> _Problem to solve_: Copy out all of the material below word for word, with each line unchanged.

> _Data for processing_:
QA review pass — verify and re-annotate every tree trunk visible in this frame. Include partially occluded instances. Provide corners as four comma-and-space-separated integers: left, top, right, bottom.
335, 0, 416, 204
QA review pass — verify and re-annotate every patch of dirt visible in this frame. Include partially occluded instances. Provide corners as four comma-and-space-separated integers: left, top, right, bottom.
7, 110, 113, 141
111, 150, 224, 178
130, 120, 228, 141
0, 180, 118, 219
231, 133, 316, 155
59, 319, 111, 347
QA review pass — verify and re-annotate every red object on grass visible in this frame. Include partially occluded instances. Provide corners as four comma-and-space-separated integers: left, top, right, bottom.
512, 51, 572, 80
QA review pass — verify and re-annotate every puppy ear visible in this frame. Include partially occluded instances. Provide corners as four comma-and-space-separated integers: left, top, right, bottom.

> _Exercise solution_:
QA review pass — verify and re-annotate every tree trunk visible in this frame. Include partially occluded instances. Provide corners as four comma-and-space-separated integers: left, top, right, bottom.
335, 0, 416, 204
QA review pass — verify and re-annotate every patch of dirt visible in this frame. Include partially occluded instances. Provide corners as four comma-and-space-separated integers: left, top, right, bottom.
7, 110, 113, 141
111, 150, 224, 178
130, 120, 228, 141
0, 180, 118, 219
231, 133, 316, 155
59, 319, 111, 347
QA review pass — verify and re-annotate every red object on grass visible in this frame. Include partially occluded instances. Provide corners as four comma-and-space-separated integers: left, top, right, bottom.
512, 51, 572, 80
QA review pass — verify and re-annotate every puppy ear visible in this frame. Include partially occluded instances. Provide corners as four comma-and-space-separated integers: left, top, right, bottom.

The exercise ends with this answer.